=== Source passage ===
Collett admits that he really didn’t know what he was getting into, either.
“I didn’t really have a great feel for how it was going to flow and how I was really going to play a part in this,” Collett said. “It never really came to fruition until the moment arrived and it provided opportunities for vulnerability, honesty and truth.”
“It’s really hard for me not to get choked up about it because the men and women that came here on Monday did not leave the same today,” Collett said. “They didn’t really know what they were going to do here. Yet they said yes. They knew they needed something.”
Building blocks
Collett mentioned how so many veterans are seeking resources externally, looking elsewhere to find the answers.
“When all of those resources fail to create change, there’s only one place to look, and that’s within yourself,” Collett said. “I would venture to say that there were a couple of souls here that had found rock bottom. And the bravery that they displayed, the courage they displayed to know that they needed something else. But the reality was that they have everything that they need within themselves.”
The Veterans Path to Success program teaches by using a pyramid model, where the bottom level of the pyramid is the physical realm and finding a way to get back into some sort of physical condition that will support the body. Nutrition is a big part of the base of the pyramid as well.
“If we don’t maintain the body with resistance training, cardio, all those things, the system is not going to support the other pieces of the pyramid, which are mental energy, spiritual energy and emotional energy,” Collett said.
“That’s what we’re trying to teach these men and women is how to recognize each one of these pieces and the energy required to be who you ultimately are supposed to be. And the big goal of this program is to help them discover their purpose,” Collett said.
This week, 20 vets attended the three-day program at the Lodge at Vail in Vail Village.
“I think they’re really challenged by this kind of work because they are the most selfless humans God has ever put on this earth,” Collett said. “Service to others is something every one of them resonates with and oftentimes when you’re injured and you can no longer serve others, then the identity crisis happens.”
Collett compared the mindset change to the demolition of a building.
“A lot of these men and women put up big, giant walls and these big, huge concrete barriers that they have had for decades,” he said. “They let it go in a space which we created that was absolutely conducive to safety, camaraderie, love, compassion and empathy. What we’re doing here is unlike anything else, especially anything else that we’ve done as a program.”
The Vail Veterans Program provides military injured and their families free, world-class therapeutic programs that may bring them to the slopes or the golf course, a biking trail or horse ranch. Those recreational programs do build confidence and build community but the Veterans Path to Success is more purpose-driven.
“What we do in our other programs is absolutely beautiful, but this is allowing them to come here, create change, go back into the community and live out their purpose,” Collett said.
Collett felt the change, too, and found his purpose this week in Vail. He reflected on all the people alongside him throughout the years, giving him tough love, forcing him to look inside of himself for the answers which finally brought him to a place where he said he feels he can be a lighthouse for others.
“I think that’s all I ever wanted to be is a lighthouse because these veterans, these incredible humans are in a storm on a daily basis,” Collett said. “And if I can just be a little bit of light for them, so they know that it’s possible to make it back and correct the course. That’s what my purpose on this earth is. I didn’t think I had any more tears to cry. It’s been extremely heavy this week but I’m so grateful to finally be able to walk in my purpose.”
=== Extracted material ===
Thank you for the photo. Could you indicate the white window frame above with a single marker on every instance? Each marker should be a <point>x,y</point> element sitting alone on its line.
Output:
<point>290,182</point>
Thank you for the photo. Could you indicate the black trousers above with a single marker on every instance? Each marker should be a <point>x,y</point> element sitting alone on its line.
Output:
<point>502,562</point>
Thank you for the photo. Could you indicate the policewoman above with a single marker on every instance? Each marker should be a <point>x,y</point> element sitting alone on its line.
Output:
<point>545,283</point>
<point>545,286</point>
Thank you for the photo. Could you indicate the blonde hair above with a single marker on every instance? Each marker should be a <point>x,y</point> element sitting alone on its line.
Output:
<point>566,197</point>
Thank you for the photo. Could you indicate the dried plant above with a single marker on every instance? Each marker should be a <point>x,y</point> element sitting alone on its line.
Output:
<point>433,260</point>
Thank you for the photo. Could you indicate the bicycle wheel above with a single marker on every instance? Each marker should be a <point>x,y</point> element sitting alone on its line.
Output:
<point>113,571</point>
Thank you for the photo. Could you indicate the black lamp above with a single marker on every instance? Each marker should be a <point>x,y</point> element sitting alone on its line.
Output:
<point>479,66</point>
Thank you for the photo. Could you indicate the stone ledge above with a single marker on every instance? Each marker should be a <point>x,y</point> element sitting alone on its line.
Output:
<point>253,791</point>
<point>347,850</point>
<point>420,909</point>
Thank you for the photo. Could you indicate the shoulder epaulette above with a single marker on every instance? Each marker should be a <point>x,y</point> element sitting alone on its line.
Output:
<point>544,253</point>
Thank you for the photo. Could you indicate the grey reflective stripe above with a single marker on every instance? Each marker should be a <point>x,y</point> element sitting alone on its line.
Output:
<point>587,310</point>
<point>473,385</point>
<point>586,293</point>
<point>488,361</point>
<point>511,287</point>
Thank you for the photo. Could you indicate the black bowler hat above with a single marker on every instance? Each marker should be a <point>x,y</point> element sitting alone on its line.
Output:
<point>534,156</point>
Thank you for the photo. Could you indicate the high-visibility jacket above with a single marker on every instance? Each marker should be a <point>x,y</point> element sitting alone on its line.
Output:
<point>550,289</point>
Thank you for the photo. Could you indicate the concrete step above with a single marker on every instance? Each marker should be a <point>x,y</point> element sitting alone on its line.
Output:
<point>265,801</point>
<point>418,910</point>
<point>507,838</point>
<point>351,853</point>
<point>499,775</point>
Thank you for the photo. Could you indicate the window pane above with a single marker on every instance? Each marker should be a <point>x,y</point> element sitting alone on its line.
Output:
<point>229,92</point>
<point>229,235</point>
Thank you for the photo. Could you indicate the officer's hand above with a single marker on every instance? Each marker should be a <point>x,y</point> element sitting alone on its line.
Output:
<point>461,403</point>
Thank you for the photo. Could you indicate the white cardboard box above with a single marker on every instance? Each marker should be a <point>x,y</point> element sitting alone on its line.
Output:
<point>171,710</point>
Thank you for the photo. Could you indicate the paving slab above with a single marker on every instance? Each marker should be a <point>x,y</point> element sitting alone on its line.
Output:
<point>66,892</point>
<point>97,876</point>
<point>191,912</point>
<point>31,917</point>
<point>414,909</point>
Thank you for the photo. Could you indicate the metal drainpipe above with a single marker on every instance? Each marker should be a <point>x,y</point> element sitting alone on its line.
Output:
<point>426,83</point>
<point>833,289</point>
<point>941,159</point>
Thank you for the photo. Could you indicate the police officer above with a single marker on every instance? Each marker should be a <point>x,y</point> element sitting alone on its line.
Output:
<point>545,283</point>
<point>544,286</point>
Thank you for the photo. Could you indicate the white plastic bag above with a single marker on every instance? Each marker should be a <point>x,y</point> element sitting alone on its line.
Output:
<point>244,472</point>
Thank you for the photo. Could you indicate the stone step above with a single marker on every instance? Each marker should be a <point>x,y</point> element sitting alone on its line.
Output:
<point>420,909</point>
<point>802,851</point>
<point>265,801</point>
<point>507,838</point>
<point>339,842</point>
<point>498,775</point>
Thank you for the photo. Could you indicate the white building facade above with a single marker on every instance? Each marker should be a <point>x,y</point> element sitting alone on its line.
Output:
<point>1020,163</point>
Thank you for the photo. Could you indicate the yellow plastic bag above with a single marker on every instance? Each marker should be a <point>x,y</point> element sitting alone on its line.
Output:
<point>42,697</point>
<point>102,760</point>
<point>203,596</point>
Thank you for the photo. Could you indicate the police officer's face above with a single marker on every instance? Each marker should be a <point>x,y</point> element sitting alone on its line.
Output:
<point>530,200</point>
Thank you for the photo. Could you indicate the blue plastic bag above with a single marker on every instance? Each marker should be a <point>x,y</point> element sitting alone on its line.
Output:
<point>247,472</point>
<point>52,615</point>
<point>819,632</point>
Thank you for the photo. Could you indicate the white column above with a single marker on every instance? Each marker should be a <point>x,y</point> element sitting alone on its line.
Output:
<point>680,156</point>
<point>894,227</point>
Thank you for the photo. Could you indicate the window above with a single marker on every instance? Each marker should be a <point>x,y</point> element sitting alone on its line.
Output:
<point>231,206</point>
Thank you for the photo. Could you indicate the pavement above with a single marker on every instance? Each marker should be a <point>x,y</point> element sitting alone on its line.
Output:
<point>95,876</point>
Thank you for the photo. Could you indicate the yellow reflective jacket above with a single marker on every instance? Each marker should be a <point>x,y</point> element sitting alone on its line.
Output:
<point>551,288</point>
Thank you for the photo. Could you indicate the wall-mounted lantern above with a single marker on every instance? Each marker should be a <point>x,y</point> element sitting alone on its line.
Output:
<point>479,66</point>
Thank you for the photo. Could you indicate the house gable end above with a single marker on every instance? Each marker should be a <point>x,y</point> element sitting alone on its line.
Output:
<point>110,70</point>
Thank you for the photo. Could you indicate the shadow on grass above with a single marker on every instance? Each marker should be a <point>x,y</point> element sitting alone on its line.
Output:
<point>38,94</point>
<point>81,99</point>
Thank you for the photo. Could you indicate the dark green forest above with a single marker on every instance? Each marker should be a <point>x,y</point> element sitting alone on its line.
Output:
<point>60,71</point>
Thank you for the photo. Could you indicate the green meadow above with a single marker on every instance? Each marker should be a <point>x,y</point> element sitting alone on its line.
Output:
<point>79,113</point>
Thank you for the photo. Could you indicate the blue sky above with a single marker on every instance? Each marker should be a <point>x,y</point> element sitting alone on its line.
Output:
===
Apply what you read |
**a)** Could you condense the paragraph beginning "The Vail Veterans Program provides" from the Veterans Path to Success article into a short bulleted list that keeps its main facts?
**b)** Answer these from the Veterans Path to Success article:
(i) What is the bottom level of the program's pyramid model?
(ii) How many vets attended the three-day program this week?
(iii) What did Collett say he always wanted to be for others?
None of the data above has any bearing on what comes next.

Solution set |
**a)**
- The Vail Veterans Program gives injured military members and their families free, world-class therapeutic programs.
- These programs may take them to the slopes, the golf course, a biking trail or a horse ranch.
- The recreational programs build confidence and community.
- The Veterans Path to Success is more purpose-driven.

**b)**
(i) The physical realm.
(ii) 20.
(iii) A lighthouse.